CHALLENGE >> Repeat all of the records verbatim.

INFORMATION SUPPLIED >>
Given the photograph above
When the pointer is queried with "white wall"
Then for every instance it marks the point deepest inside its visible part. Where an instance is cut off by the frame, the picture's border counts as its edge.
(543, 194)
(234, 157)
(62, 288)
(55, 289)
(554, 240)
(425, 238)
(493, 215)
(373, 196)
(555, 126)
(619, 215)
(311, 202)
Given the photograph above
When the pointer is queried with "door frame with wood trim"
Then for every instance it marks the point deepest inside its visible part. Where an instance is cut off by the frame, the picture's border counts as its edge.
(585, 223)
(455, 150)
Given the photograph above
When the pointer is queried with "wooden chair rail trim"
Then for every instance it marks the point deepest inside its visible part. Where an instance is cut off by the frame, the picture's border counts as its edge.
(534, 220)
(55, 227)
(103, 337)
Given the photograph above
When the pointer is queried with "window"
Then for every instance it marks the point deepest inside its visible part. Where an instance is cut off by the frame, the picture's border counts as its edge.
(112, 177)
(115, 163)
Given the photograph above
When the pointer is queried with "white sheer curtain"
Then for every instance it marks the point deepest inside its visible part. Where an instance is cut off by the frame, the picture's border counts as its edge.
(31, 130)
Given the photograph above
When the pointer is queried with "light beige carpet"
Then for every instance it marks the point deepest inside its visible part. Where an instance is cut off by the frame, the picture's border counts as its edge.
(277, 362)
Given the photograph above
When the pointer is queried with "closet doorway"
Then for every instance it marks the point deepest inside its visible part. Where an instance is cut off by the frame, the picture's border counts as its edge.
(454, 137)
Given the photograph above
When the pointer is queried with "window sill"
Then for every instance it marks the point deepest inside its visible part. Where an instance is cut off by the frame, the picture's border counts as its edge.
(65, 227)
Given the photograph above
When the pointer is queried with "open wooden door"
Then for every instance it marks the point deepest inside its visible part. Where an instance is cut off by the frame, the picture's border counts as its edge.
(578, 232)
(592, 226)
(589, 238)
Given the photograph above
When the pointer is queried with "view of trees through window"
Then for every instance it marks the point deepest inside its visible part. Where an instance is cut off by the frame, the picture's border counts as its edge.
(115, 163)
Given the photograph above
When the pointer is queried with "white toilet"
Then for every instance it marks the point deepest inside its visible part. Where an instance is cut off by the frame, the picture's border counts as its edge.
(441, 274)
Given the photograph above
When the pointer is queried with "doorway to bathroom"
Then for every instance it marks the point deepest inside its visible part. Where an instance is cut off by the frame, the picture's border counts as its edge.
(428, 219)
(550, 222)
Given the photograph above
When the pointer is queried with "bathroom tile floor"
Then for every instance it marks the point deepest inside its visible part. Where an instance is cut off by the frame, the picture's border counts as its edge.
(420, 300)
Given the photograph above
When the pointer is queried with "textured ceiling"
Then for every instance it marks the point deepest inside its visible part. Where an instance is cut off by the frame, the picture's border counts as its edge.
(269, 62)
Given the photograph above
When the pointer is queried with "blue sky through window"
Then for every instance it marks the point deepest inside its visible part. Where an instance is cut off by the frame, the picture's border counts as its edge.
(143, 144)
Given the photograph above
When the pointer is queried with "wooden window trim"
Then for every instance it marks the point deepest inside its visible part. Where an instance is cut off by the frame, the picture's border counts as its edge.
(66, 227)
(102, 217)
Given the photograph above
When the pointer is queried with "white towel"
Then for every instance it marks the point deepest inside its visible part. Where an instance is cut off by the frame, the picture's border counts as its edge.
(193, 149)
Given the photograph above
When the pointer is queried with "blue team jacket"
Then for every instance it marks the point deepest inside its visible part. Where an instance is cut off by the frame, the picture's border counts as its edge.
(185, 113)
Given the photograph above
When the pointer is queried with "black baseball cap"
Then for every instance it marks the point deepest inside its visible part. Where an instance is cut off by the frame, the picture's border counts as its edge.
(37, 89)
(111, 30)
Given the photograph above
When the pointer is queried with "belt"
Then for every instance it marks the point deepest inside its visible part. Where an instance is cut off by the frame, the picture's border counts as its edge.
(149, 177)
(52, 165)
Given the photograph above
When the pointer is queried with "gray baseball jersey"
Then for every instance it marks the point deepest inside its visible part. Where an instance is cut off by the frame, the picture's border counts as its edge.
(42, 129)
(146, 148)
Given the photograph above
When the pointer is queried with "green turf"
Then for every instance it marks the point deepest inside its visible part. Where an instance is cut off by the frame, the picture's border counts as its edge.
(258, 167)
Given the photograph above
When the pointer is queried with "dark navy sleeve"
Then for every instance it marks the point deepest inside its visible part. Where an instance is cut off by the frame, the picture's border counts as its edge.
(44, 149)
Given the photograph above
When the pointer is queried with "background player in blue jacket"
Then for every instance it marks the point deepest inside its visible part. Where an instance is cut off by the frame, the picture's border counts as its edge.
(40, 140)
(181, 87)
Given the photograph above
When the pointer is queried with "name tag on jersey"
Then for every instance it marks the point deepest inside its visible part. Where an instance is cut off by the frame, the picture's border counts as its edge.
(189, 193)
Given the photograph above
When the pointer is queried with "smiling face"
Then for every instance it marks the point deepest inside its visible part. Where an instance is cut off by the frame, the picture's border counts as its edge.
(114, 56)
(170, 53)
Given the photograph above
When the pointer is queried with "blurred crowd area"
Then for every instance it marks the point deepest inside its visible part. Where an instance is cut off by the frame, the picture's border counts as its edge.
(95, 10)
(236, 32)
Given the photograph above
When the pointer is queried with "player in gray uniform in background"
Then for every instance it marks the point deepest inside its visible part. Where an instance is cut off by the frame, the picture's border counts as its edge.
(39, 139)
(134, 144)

WORKED SOLUTION >>
Given the photograph above
When the pointer is queried with "white wall"
Then for every instance it marks the point deepest inside its visible part. Where an instance is cut off by the frame, the picture's border counts as its edge.
(543, 194)
(234, 157)
(62, 288)
(55, 289)
(554, 240)
(425, 238)
(493, 215)
(373, 196)
(555, 126)
(619, 215)
(311, 202)
Given the photograph above
When the pointer is queried with "door frame with wood trim"
Then for every instance it marks the point deepest inside its visible part. Where an instance is cut off by the frame, the picture's border counts as its edge.
(585, 223)
(455, 150)
Given the photograph above
When the pointer is queried with "wooden chair rail trim"
Then for every instance it marks the point deepest inside its visible part. Where an instance is cut off by the frame, the picture's border counts as its edge.
(534, 220)
(55, 227)
(103, 337)
Given the photograph above
When the pointer is queried with "window"
Then for every instance it marks the point deepest inside its visible part. Where an instance is cut off by the frame, the picture's border counts as its edge.
(112, 177)
(115, 163)
Given the photograph above
When the pointer is queried with "white sheer curtain"
Then for every instance it marks the point deepest inside its visible part. Where an instance is cut off by the frame, the picture's border counts as its edge.
(31, 130)
Given the photograph above
When the pointer is queried with "light beige carpet"
Then for every instance it marks the point deepest inside its visible part. Where an instance is cut off by the frame, the picture's border counts as its edge.
(277, 362)
Given the photograph above
When the pointer is queried with "closet doorway"
Then for every instance it marks the point deepest inside its visible part. Where an instance is cut off by the frame, the picture's border counts as its edge.
(454, 137)
Given the photograph above
When the pointer is queried with "window sill"
Then for every instance it marks the point deepest inside its visible part. Where an instance is cut off by the frame, the picture's border counts as its edge.
(65, 227)
Given the photograph above
When the pointer is queried with "open wooden door"
Then for every instance it marks the point deepest inside its visible part. Where an instance is cut off by the frame, the picture's border counts as its edge.
(578, 232)
(592, 226)
(589, 238)
Given the photograph above
When the pointer is queried with "view of trees through window"
Then for every instance it marks the point deepest inside its visible part. Where an instance is cut off by the frame, the picture's border counts as its edge.
(115, 163)
Given the photograph above
When the pointer is queried with "white toilet"
Then for every instance it marks the point deepest inside its visible part. Where an instance is cut off by the frame, the picture's border counts as its edge.
(441, 274)
Given the photograph above
When the pointer is queried with "doorway to bathroom"
Then for every instance it marks the point deepest inside its visible part. Where an instance is cut off by the frame, the picture's border counts as its edge.
(428, 219)
(550, 222)
Given the photograph above
When the pointer is queried with "bathroom tile floor"
Then for every instance it marks the point deepest inside its visible part. Where an instance is cut off by the frame, the picture's border counts as its edge.
(420, 300)
Given the photograph above
When the pointer is queried with "textured ceiling"
Then for every instance it marks the point deepest inside its visible part. Where an instance is cut off by the frame, the picture's border counts as its edge.
(269, 62)
Given the photograph above
When the pointer is queried with "blue sky through window"
Then for every instance it marks the point deepest inside its visible part. Where an instance is cut off by the frame, the picture's border counts as its edge.
(143, 144)
Given the photograph above
When the pointer is queried with "wooden window trim"
Then for every instance it marks the point deepest inside its visible part. Where an instance is cut off by the frame, the picture's border counts as its edge.
(66, 227)
(102, 217)
Given the photograph above
When the pointer is queried with "white towel"
Then for every instance it marks the point deepest inside its visible part. Where an instance is cut off by the frame, the picture's border counts as its edge.
(193, 149)
Given the photograph above
When the pointer is queried with "blue team jacket"
Then for every instance it marks the point deepest inside its visible part. Where an instance is cut off by the frame, the picture's border counts as its edge.
(185, 113)
Given the photograph above
When the pointer is queried with "black baseball cap"
Then for every instance it marks the point deepest inside its visible part. Where an instance is cut off by the frame, the picture's border counts as its edge.
(37, 89)
(111, 30)
Given the photograph above
When the pointer is queried with "belt"
Then for every instance it marks the point deepest inside its visible part. Where an instance is cut off by the frame, the picture's border counts as its edge.
(149, 177)
(52, 165)
Given the photograph above
When the pointer is queried with "gray baseball jersey"
Then for every instance it marks the point deepest inside its visible part. Where an instance is cut off by the frame, the picture's border counts as its edge.
(42, 129)
(146, 148)
Given the photograph above
When the pointer is queried with "green turf"
Then for every instance it marks the point deepest inside its visible part. Where an instance is cut off by the frame, the picture's border counts as its edge.
(258, 167)
Given the photograph above
When the pointer is queried with "dark navy sleeve"
Then for every instance it marks the point deepest inside its visible part. Where an instance is cut off by the frame, the picture's border counts as its edge.
(44, 149)
Given the photograph above
When the pointer is queried with "background player in blue jacket"
Then for every instance it marks the point deepest inside its visible part. Where an instance is cut off by the frame, the picture's border counts as its edge.
(40, 140)
(181, 87)
Given the photograph above
When the pointer is queried with "name tag on jersey"
Then for every instance it marks the point deepest inside its visible part. Where an instance is cut off by the frame, the picture's border counts as its edge.
(189, 193)
Given the photograph above
When the pointer is queried with "smiling face"
Then for every instance it marks the point deepest inside its visible part. Where an instance is cut off by the frame, the picture's border counts as its edge.
(114, 56)
(170, 53)
Given the photograph above
When the pointer is queried with "blurred crowd area"
Then for every instance it marks the point deepest inside its visible part. Where an instance is cut off by the frame, the picture's border counts as its edge.
(95, 10)
(236, 32)
Given the photograph above
When the pointer is queried with "player in gray uniform in background"
Then for every instance it marks the point deepest inside its visible part. Where an instance is cut off by the frame, the picture's border counts as its edge.
(39, 139)
(134, 144)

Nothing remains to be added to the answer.